> Requirement: Drop every image and restate the entries below word for word.

> Exercise input:
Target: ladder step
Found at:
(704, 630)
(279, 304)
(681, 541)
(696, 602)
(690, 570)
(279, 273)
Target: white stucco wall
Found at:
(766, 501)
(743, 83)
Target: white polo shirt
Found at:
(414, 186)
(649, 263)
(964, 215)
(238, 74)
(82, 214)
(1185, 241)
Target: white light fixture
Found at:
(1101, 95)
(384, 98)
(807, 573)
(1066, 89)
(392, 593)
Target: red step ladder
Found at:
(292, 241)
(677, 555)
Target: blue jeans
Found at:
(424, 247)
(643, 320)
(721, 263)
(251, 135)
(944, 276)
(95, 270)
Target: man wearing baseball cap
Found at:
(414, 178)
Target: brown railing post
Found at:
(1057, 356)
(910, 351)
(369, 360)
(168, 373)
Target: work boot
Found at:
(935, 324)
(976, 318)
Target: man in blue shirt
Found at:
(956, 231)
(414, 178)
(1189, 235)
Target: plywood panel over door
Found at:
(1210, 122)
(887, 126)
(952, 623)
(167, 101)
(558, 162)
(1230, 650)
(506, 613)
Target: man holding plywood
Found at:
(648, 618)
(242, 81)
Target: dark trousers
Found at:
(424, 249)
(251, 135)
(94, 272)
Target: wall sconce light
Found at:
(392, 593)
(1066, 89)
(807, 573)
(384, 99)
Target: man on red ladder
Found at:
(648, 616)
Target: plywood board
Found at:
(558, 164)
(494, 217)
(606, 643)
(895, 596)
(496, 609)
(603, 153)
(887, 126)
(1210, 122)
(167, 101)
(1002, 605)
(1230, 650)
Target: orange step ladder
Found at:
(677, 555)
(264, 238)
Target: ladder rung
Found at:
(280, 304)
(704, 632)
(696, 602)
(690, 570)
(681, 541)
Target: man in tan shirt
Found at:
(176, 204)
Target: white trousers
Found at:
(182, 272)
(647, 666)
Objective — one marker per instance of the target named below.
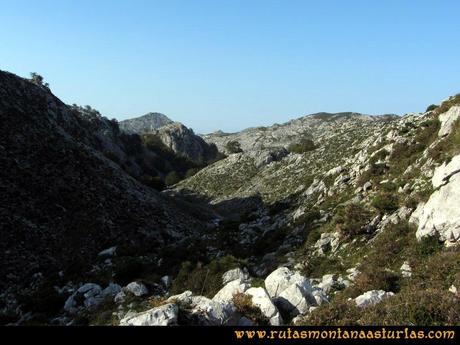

> Task answer:
Target: ladder step
Found at:
(704, 630)
(279, 304)
(681, 541)
(696, 602)
(690, 570)
(279, 273)
Target: white stucco wall
Found at:
(766, 501)
(743, 83)
Target: white polo shirt
Found at:
(414, 186)
(649, 263)
(964, 215)
(238, 74)
(82, 214)
(1185, 241)
Target: white light fixture
Found at:
(1101, 95)
(384, 98)
(807, 573)
(1066, 89)
(392, 593)
Target: red step ladder
Found at:
(292, 241)
(677, 555)
Target: blue jeans
Found at:
(424, 247)
(643, 320)
(721, 263)
(251, 135)
(944, 276)
(95, 270)
Target: man wearing baseball cap
Found at:
(414, 178)
Target: brown railing post
Found at:
(1057, 356)
(910, 351)
(369, 360)
(168, 373)
Target: work boot
Found at:
(935, 324)
(976, 318)
Target: man in blue shirt
Found at:
(956, 231)
(414, 178)
(1189, 235)
Target: plywood panel over door
Found at:
(1210, 122)
(887, 126)
(952, 623)
(167, 101)
(558, 162)
(1230, 650)
(506, 613)
Target: man holding plywood
Found at:
(648, 618)
(242, 81)
Target: dark trousers
Found at:
(424, 249)
(251, 135)
(94, 272)
Target: wall sconce light
Found at:
(392, 593)
(1066, 89)
(807, 573)
(384, 99)
Target: man on red ladder
Found at:
(648, 616)
Target: plywood board
Found at:
(558, 164)
(494, 217)
(606, 643)
(895, 596)
(496, 609)
(603, 153)
(887, 126)
(1210, 122)
(167, 101)
(1002, 605)
(1230, 650)
Target: orange step ladder
Found at:
(677, 555)
(264, 238)
Target: ladder rung
Found at:
(280, 304)
(704, 632)
(696, 602)
(690, 570)
(681, 541)
Target: man in tan shirt
Found at:
(176, 204)
Target: white trousers
Found at:
(182, 272)
(647, 666)
Objective — one marker per instance of the target named below.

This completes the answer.